Turn the records below into a Markdown table with two columns, "Row" and "Line". Number each line in the "Row" column, and skip blank lines.

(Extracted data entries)
..........

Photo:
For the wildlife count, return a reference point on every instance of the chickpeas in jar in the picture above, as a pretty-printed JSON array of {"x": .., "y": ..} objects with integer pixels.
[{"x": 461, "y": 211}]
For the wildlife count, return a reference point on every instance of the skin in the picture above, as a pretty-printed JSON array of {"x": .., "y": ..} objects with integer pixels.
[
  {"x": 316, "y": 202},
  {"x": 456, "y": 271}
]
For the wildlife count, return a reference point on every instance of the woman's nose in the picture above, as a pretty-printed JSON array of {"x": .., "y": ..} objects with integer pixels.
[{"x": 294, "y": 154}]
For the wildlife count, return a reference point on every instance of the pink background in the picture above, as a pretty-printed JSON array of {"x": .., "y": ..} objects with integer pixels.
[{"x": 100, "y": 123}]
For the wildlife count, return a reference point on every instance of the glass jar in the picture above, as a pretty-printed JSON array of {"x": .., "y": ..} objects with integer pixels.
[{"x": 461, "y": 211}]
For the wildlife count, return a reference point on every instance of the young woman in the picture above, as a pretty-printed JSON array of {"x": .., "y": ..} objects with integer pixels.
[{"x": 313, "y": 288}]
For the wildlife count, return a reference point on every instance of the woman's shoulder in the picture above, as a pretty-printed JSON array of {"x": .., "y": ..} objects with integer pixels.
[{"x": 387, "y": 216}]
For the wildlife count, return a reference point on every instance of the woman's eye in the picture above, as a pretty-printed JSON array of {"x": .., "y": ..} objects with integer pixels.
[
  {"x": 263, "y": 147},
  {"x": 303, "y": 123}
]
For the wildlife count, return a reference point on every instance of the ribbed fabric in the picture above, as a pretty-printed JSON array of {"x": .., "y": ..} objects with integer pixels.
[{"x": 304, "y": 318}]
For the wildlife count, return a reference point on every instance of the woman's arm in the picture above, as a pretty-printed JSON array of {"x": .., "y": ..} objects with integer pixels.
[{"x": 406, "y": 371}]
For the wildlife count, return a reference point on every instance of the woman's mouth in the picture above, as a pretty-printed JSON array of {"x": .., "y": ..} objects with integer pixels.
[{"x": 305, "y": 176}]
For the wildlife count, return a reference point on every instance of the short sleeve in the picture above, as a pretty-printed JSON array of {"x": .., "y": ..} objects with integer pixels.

..........

#### [Answer in full]
| Row | Line |
|---|---|
| 1 | Photo: |
| 2 | For the wildlife count, return a reference point on every instance of the chickpeas in jar in the picture above, as a pretty-printed JSON array of {"x": .., "y": ..} objects with integer pixels. |
| 3 | [{"x": 461, "y": 211}] |
| 4 | For the wildlife count, return a reference point on every instance of the skin in the picture above, as a pretty-printed JSON array of {"x": .., "y": ..} objects with integer pixels. |
| 5 | [ |
| 6 |   {"x": 316, "y": 202}, |
| 7 |   {"x": 456, "y": 271} |
| 8 | ] |
| 9 | For the wildlife count, return a reference point on every instance of the woman's nose in the picture above, as a pretty-printed JSON array of {"x": .., "y": ..} objects with integer pixels. |
| 10 | [{"x": 294, "y": 154}] |
| 11 | For the wildlife count, return a reference point on every instance of the pink background in the picture above, as a pretty-printed JSON array of {"x": .., "y": ..} objects with integer pixels. |
| 12 | [{"x": 100, "y": 123}] |
| 13 | For the wildlife count, return a reference point on every instance of the glass jar in the picture above, as a pretty-printed JSON array of {"x": .., "y": ..} objects with integer pixels. |
| 14 | [{"x": 461, "y": 211}] |
| 15 | For the wildlife count, return a reference point on every instance of the young woman in the picture above, as a pretty-printed JSON array of {"x": .., "y": ..} objects with integer pixels. |
| 16 | [{"x": 313, "y": 288}] |
| 17 | For the wildlife count, return a reference point on every instance of the woman's shoulder in the picture above, as a pretty-printed JSON array of {"x": .., "y": ..} objects with integer pixels. |
| 18 | [{"x": 387, "y": 216}] |
| 19 | For the wildlife count, return a reference point on every instance of the woman's eye in the picture above, as a pretty-printed JSON array of {"x": .., "y": ..} objects with integer pixels. |
| 20 | [ |
| 21 |   {"x": 263, "y": 147}, |
| 22 |   {"x": 303, "y": 123} |
| 23 | ] |
| 24 | For the wildlife count, return a reference point on every instance of the ribbed fabric in the picture above, as a pretty-printed JSON array of {"x": .., "y": ..} objects with integer pixels. |
| 25 | [{"x": 304, "y": 318}] |
| 26 | For the wildlife count, return a reference point on every instance of the woman's arm in the picture above, as a pretty-printed JSON array of {"x": .., "y": ..} objects with integer pixels. |
| 27 | [{"x": 406, "y": 371}] |
| 28 | For the wildlife count, return a reference point on every instance of the woman's mouth in the picture above, as a pretty-printed JSON array of {"x": .., "y": ..} objects with integer pixels. |
| 29 | [{"x": 305, "y": 176}] |
| 30 | For the wildlife count, return a reference point on every instance of the short sleeve in the picture above, as a pretty-printed JSON array of {"x": .., "y": ..} objects with integer pixels. |